- **SOURCE PASSAGE**:
==========

The U.S. Department of Energy has awarded a Colorado State University atmospheric scientist a grant to understand more about a rare class of atmospheric aerosols that could improve weather models.
Here in the West, this winter’s snow is next year’s water. Weather models are critically important tools in agriculture and resource management. But gaps in our understanding of a rare class of atmospheric aerosols known as ice-nucleating particles have made it difficult to accurately predict rain and snowfall. This modeling weakness leaves stakeholders guessing how much water a winter will provide, and where it will end up.
DOE awarded Russell Perkins, a research scientist in CSU’s Department of Atmospheric Science, $668,000 to advance our understanding and modeling of the role these aerosols play in cloud formation.
A recipe for snow
If you could rewind and watch the formation of any individual snowflake plucked from a mountainside in the Rockies, chances are that it began with crystals forming around an ice-nucleating particle.
Without a nucleating particle present, atmospheric water droplets can supercool, remaining liquid at temperatures as low as minus 36 F before freezing. For this reason, atmospheric conditions often don’t favor spontaneous freezing.
These particles can prompt crystallization at much higher temperatures, depending on the chemistry of the individual particle, but they are extremely rare among atmospheric aerosols. At minus 4 F , ice nucleation occurs about one part per million among aerosol particles. The physics of condensing liquid water from vapor is similar, with vapor always condensing on aerosol particles known as cloud condensation nuclei, but these are much more common among aerosols.
A variety of substances can act as ice-nucleating particles, including biological compounds, naturally occurring organics such as wildfire byproducts, or man-made substances. The most widely known man-made ice-nucleating particle, silver iodide, is commonly used in cloud seeding operations. Another interesting particle is a dried cultured bacteria product marketed under the trade name Snomax, which is used in the ski industry to allow artificial snow-making at temperatures as high as 28 F.
Not enough is known about the sources, abundance, and transport of naturally occurring ice nucleating particles to accurately incorporate them into weather models, Perkins said.
“How likely it is for a particular cloud to precipitate, to have rain or snow fall out of it, can all be really dependent on the aerosols that get fed into it,” he said.
Samples, data, and modeling
Perkins and co-investigator Sonia Kreidenweis, a University Distinguished Professor of Atmospheric Science, will investigate how different aerosols affect cloud properties like ice/water ratio, average droplet size, and other factors. It’s part of a larger effort by the DOE’s Atmospheric Radiation Measurement program to improve the snowfall forecasting capability of the complicated scientific simulations known as earth system models or what scientists call ESMs.
“ESMs have persistently failed in predicting the timing of peak snow depth and snowmelt in winter, and in capturing decadal trends in the timing of summer precipitation,” Perkins said.
The researchers will work with data and samples collected by the Surface Atmosphere Integrated field Laboratory to identify and characterize ice-nucleating particles, cloud condensation nuclei, and other atmospheric aerosols. Along the way, they’ll integrate records of snowmaking and cloudseeding activity into their data, helping to quantify the impact these human inputs have. And, using the varied elevations of the mountain sites in the Surface Laboratory project’s distributed sensor network, they’ll work toward an understanding of vertical transport of these aerosols so that future surface measurements can provide useful information about cloud inputs.

==========

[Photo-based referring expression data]

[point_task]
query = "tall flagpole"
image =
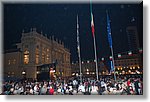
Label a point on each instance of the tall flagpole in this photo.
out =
(113, 63)
(93, 32)
(110, 44)
(78, 47)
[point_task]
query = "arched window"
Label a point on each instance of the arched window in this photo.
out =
(26, 57)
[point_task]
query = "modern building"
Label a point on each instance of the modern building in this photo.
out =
(88, 69)
(35, 50)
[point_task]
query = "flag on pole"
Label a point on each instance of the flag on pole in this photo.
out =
(109, 31)
(92, 24)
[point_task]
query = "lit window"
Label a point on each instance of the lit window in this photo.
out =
(26, 57)
(14, 61)
(8, 62)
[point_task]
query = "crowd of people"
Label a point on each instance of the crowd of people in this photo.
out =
(73, 86)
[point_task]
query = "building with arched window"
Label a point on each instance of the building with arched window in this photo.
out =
(35, 50)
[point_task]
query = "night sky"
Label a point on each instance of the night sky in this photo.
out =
(60, 20)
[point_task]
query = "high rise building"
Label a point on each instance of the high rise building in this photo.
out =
(133, 39)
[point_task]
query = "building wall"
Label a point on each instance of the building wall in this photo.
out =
(88, 68)
(129, 64)
(133, 39)
(38, 49)
(12, 67)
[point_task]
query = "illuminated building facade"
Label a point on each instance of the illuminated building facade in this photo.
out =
(36, 50)
(129, 64)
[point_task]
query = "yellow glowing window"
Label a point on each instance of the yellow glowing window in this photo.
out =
(26, 57)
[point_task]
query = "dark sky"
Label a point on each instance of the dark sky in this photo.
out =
(60, 20)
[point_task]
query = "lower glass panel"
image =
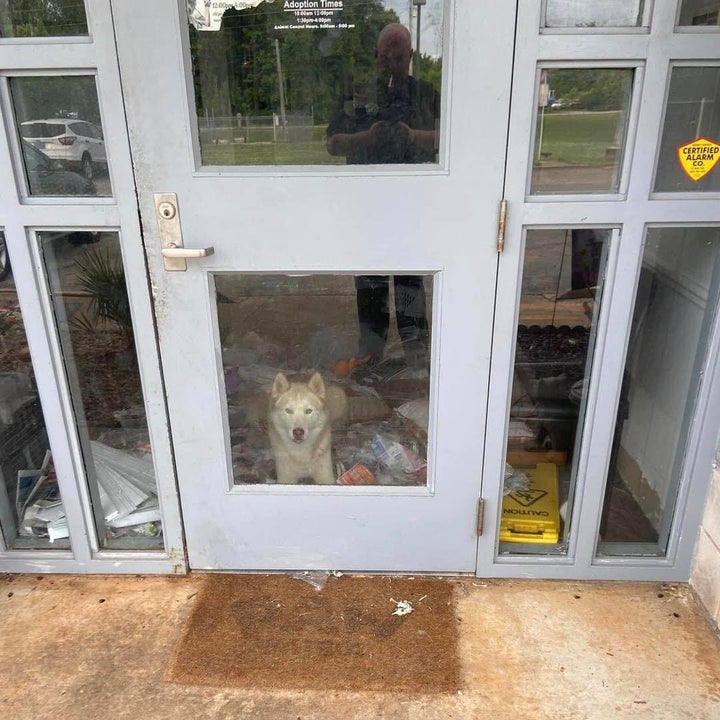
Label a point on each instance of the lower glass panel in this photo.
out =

==========

- **WHAT THE EXERCISE ASKS**:
In the passage on ice-nucleating particles, copy out the stretch that begins at the words "Not enough is" and stops after "models, Perkins said.", swapping "abundance" for "concentration". Rely only on the passage on ice-nucleating particles.

- **WRITTEN ANSWER**:
Not enough is known about the sources, concentration, and transport of naturally occurring ice nucleating particles to accurately incorporate them into weather models, Perkins said.